(Collected data entries)
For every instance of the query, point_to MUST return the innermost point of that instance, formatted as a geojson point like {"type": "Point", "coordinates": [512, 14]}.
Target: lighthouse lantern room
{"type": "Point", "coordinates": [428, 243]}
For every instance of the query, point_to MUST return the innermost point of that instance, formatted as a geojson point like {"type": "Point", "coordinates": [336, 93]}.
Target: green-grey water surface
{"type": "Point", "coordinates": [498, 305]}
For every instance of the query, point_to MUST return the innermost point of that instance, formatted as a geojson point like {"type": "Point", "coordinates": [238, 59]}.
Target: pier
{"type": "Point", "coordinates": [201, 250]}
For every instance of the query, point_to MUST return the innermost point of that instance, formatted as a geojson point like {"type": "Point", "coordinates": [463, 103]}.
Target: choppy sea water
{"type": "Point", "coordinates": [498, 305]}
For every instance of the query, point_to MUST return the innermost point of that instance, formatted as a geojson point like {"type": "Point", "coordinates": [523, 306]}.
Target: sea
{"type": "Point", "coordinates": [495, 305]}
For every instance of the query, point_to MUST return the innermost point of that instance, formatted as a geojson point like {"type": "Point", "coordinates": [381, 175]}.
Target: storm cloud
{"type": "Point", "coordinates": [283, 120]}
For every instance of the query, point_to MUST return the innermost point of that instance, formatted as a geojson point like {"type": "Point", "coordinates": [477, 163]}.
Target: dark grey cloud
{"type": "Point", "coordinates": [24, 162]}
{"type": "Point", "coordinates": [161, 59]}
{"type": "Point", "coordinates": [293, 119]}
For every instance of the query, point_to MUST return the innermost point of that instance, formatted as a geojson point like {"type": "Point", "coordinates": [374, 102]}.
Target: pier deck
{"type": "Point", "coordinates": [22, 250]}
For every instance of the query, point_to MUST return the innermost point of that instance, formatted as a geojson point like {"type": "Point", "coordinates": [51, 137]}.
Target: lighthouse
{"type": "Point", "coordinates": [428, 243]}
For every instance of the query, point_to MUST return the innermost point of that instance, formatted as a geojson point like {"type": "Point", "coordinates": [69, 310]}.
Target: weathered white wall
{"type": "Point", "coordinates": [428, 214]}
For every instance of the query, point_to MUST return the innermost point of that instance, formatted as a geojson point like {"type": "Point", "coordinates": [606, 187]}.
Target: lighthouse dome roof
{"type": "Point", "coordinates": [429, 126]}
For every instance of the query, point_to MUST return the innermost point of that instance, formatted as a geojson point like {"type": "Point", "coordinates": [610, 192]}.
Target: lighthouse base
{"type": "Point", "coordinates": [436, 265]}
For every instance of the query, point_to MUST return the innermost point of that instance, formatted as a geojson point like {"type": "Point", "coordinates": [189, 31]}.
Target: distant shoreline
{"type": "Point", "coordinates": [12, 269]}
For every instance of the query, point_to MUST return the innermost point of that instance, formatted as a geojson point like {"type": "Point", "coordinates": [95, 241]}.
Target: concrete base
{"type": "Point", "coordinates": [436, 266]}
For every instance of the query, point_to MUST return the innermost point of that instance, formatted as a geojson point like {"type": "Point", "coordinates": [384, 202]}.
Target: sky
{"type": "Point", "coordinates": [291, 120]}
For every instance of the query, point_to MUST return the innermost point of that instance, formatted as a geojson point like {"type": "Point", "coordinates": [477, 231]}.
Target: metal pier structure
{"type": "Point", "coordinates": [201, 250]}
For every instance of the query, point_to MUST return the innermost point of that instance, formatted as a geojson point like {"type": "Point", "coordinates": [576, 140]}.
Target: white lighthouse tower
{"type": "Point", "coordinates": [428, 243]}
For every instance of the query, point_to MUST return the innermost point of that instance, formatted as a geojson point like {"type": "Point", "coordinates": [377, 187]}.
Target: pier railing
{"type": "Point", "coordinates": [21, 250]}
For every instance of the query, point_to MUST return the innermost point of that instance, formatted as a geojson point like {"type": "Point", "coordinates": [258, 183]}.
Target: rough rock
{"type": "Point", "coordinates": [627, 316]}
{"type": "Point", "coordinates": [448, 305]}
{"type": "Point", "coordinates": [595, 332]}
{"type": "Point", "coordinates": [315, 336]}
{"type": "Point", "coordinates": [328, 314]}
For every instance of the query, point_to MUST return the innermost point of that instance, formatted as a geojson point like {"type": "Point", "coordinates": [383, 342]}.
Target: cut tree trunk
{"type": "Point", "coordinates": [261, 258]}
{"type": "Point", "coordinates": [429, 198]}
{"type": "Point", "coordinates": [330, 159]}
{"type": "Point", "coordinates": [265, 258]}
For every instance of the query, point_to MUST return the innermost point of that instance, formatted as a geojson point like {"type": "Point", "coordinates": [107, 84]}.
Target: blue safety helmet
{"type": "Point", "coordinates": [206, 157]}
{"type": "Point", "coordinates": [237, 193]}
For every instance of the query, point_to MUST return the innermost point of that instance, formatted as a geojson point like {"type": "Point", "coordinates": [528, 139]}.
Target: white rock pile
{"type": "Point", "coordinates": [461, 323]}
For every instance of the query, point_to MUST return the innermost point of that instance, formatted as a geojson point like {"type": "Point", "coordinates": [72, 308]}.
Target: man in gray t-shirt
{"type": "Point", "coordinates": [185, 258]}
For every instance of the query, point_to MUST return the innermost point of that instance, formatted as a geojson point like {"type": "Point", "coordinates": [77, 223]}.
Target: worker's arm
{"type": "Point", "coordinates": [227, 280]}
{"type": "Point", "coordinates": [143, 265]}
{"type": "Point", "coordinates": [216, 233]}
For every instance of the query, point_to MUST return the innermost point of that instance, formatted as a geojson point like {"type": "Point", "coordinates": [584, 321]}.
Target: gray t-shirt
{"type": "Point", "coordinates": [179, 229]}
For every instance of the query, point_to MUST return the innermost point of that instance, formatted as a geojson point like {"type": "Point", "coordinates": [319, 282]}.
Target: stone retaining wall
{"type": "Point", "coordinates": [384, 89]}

Problem requirements
Give the records again, exactly as they appear.

Exercise response
For every instance of the query, point_to MUST return the innermost point of that instance, formatted as a geojson point like {"type": "Point", "coordinates": [512, 14]}.
Target: lighthouse lantern room
{"type": "Point", "coordinates": [428, 243]}
For every instance of the query, point_to MUST return the innermost point of that instance, formatted as a geojson point like {"type": "Point", "coordinates": [336, 93]}.
Target: green-grey water surface
{"type": "Point", "coordinates": [498, 305]}
For every instance of the query, point_to MUST return the innermost point of that instance, formatted as a geojson point like {"type": "Point", "coordinates": [238, 59]}.
Target: pier
{"type": "Point", "coordinates": [201, 250]}
For every instance of the query, point_to MUST return the innermost point of that instance, formatted as a geojson point like {"type": "Point", "coordinates": [463, 103]}.
Target: choppy sea water
{"type": "Point", "coordinates": [498, 305]}
For every instance of the query, point_to MUST return the innermost point of that instance, formatted as a geojson point like {"type": "Point", "coordinates": [523, 306]}.
Target: sea
{"type": "Point", "coordinates": [495, 305]}
For every instance of the query, point_to MUST return the innermost point of that instance, formatted as a geojson point like {"type": "Point", "coordinates": [381, 175]}.
Target: storm cloud
{"type": "Point", "coordinates": [283, 120]}
For every instance of the query, point_to MUST return the innermost point of that instance, formatted as a geojson point like {"type": "Point", "coordinates": [477, 163]}.
Target: dark grey cloud
{"type": "Point", "coordinates": [24, 162]}
{"type": "Point", "coordinates": [161, 59]}
{"type": "Point", "coordinates": [293, 119]}
For every instance of the query, point_to MUST return the innermost point of that instance, formatted as a geojson point like {"type": "Point", "coordinates": [374, 102]}.
Target: pier deck
{"type": "Point", "coordinates": [22, 250]}
For every instance of the query, point_to MUST return the innermost point of that instance, formatted as a geojson point like {"type": "Point", "coordinates": [51, 137]}.
Target: lighthouse
{"type": "Point", "coordinates": [428, 243]}
For every instance of the query, point_to MUST return the innermost point of that instance, formatted as a geojson point like {"type": "Point", "coordinates": [69, 310]}.
Target: weathered white wall
{"type": "Point", "coordinates": [428, 214]}
For every instance of the query, point_to MUST return the innermost point of that instance, formatted as a geojson point like {"type": "Point", "coordinates": [606, 187]}.
Target: lighthouse dome roof
{"type": "Point", "coordinates": [429, 126]}
For every instance of the query, point_to MUST return the innermost point of that instance, formatted as a geojson point like {"type": "Point", "coordinates": [610, 192]}.
Target: lighthouse base
{"type": "Point", "coordinates": [436, 265]}
For every instance of the query, point_to MUST return the innermost point of that instance, formatted as a geojson point like {"type": "Point", "coordinates": [189, 31]}.
Target: distant shoreline
{"type": "Point", "coordinates": [12, 269]}
For every instance of the query, point_to MUST return the innermost point of that instance, formatted as a geojson point like {"type": "Point", "coordinates": [95, 241]}.
Target: concrete base
{"type": "Point", "coordinates": [436, 266]}
For every instance of the query, point_to MUST return the innermost point of that instance, formatted as a geojson point like {"type": "Point", "coordinates": [384, 202]}.
Target: sky
{"type": "Point", "coordinates": [291, 120]}
For every instance of the query, point_to MUST return the innermost point of that instance, formatted as a geojson point like {"type": "Point", "coordinates": [477, 231]}.
Target: metal pier structure
{"type": "Point", "coordinates": [201, 250]}
For every instance of the query, point_to MUST return the innermost point of that instance, formatted as a geojson point like {"type": "Point", "coordinates": [576, 140]}.
Target: white lighthouse tower
{"type": "Point", "coordinates": [428, 243]}
For every instance of the query, point_to MUST return the innermost point of that instance, formatted as a geojson point like {"type": "Point", "coordinates": [377, 187]}.
Target: pier railing
{"type": "Point", "coordinates": [21, 250]}
For every instance of the query, point_to MUST return the innermost point of that instance, formatted as a geojson point like {"type": "Point", "coordinates": [258, 183]}.
Target: rough rock
{"type": "Point", "coordinates": [627, 316]}
{"type": "Point", "coordinates": [448, 305]}
{"type": "Point", "coordinates": [595, 332]}
{"type": "Point", "coordinates": [315, 336]}
{"type": "Point", "coordinates": [328, 314]}
For every instance of the query, point_to MUST return the innermost point of that instance, formatted as a geojson point like {"type": "Point", "coordinates": [383, 342]}.
Target: cut tree trunk
{"type": "Point", "coordinates": [261, 258]}
{"type": "Point", "coordinates": [429, 198]}
{"type": "Point", "coordinates": [330, 159]}
{"type": "Point", "coordinates": [265, 258]}
For every instance of the query, point_to MUST return the innermost point of that instance, formatted as a geojson point like {"type": "Point", "coordinates": [107, 84]}.
Target: blue safety helmet
{"type": "Point", "coordinates": [206, 157]}
{"type": "Point", "coordinates": [237, 193]}
For every instance of the query, point_to MUST return the innermost point of that instance, formatted as a geojson point like {"type": "Point", "coordinates": [528, 139]}.
Target: white rock pile
{"type": "Point", "coordinates": [461, 323]}
For every instance of the query, point_to MUST return the innermost point of that instance, formatted as a geojson point like {"type": "Point", "coordinates": [72, 308]}.
Target: man in gray t-shirt
{"type": "Point", "coordinates": [185, 258]}
For every instance of the query, point_to MUST return the innermost point of that instance, formatted as a geojson point like {"type": "Point", "coordinates": [77, 223]}.
Target: worker's arm
{"type": "Point", "coordinates": [227, 280]}
{"type": "Point", "coordinates": [143, 265]}
{"type": "Point", "coordinates": [216, 233]}
For every instance of the query, point_to MUST return the innermost point of that instance, formatted as a geojson point like {"type": "Point", "coordinates": [584, 321]}.
Target: gray t-shirt
{"type": "Point", "coordinates": [179, 229]}
For every instance of the query, point_to MUST return the innermost point of that instance, formatted as a geojson point like {"type": "Point", "coordinates": [319, 282]}.
Target: stone retaining wall
{"type": "Point", "coordinates": [384, 89]}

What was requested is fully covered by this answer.